#### EXCERPTED TEXT

Sep 23, 2006
At his address to United Nations this week, George W. Bush declared that Syria was "the crossroads for terrorism." Maher Arar knows this first hand. He was kidnapped and sent to be tortured in Syria at the behest of the Bush administration.
On September 18, a Canadian government commission concluded in a 1,195 -page report that Arar, a Syrian-born Canadian citizen, was sent to be tortured in Syria by American authorities, who falsely accused the computer engineer of being an Islamic terrorist. Prime Minister Stephen Harper told Parliament on Tuesday that Arar had "been done a terrible injustice."
Arar was arrested in September 2002 at JFK Airport in New York while changing planes on his way home to Toronto. Twelve days later he was placed on a private jet with CIA agents who were part of a "special removal unit," flown to Jordan, and driven to Syria, where he was handed over to Syrian military intelligence for interrogation. In Syria, Arar was severely beaten with metal cables, and spent ten months confined to a grave-like cell before being released without charge.
Maher Arar was the victim of what the U.S. government calls "extraordinary rendition"--sending suspects to foreign countries to be harshly interrogated. The program began in 1995, under the Clinton administration, when the CIA undertook a series of kidnappings of suspected terrorists in Europe. Suspects were shipped to Egypt, where some were tortured and others were killed. One of the more spectacular operations took place in the spring of 1998 in Albania. According to the Wall Street Journal, Albanian secret police, with their CIA advisors observing from a waiting car, kidnapped an Islamic militant named Shawki Salama Attiya. Over the next few months, four other suspected Islamic militants were abducted in Albania, and another suspect was killed in a gun battle. The men were bound, blindfolded, and taken to an abandoned air base, from which they were flown to Cairo on a CIA plane and handed over to Egyptian security officials for interrogation. Attiya charged later that he was hung from his limbs, given electrical shocks to his genitals, dragged on his face, and imprisoned in a cell knee-deep with fetid water. Two other suspects captured that day were executed by hanging.

########
#### EXTRACTED RECORDS

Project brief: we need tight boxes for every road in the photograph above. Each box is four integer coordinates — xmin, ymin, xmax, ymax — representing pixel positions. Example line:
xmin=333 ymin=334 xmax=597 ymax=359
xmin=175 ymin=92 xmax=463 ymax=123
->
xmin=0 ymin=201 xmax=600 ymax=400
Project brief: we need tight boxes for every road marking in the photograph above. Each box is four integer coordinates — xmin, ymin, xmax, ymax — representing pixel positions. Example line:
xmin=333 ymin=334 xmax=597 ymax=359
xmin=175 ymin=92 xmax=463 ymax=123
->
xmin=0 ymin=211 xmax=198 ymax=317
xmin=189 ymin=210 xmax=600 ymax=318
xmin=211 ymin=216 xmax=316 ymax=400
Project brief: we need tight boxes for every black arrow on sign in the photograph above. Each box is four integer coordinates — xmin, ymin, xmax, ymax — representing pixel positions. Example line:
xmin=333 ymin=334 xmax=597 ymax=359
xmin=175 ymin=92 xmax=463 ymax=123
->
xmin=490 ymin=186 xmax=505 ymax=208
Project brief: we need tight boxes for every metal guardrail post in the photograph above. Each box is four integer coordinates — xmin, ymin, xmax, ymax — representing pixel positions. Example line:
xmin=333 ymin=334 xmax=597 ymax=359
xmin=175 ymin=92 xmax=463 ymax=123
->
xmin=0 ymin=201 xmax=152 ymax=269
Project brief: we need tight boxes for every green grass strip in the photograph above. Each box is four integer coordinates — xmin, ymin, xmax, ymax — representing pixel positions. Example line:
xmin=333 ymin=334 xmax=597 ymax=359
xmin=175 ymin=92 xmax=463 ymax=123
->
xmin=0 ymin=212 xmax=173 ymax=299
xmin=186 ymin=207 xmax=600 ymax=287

########

* WORK INSTRUCTIONS:
1 – In the article on Maher Arar, rewrite the paragraph beginning "Arar was arrested in September 2002" as a bulleted list that keeps its main facts.
2 – Answer these questions from the article on Maher Arar:
(a) How many pages long was the Canadian government commission's report?
(b) At which airport was Arar arrested?
(c) In what year did the extraordinary rendition program begin, and under which administration?

* TASK RESULTS:
1 –
- Arar was arrested in September 2002 at JFK Airport in New York while changing planes on his way home to Toronto.
- Twelve days later he was put on a private jet with CIA agents from a "special removal unit."
- He was flown to Jordan, then driven to Syria and handed over to Syrian military intelligence for interrogation.
- In Syria he was severely beaten with metal cables.
- He spent ten months in a grave-like cell and was then released without charge.

2 –
(a) 1,195 pages.
(b) JFK Airport in New York.
(c) 1995, under the Clinton administration.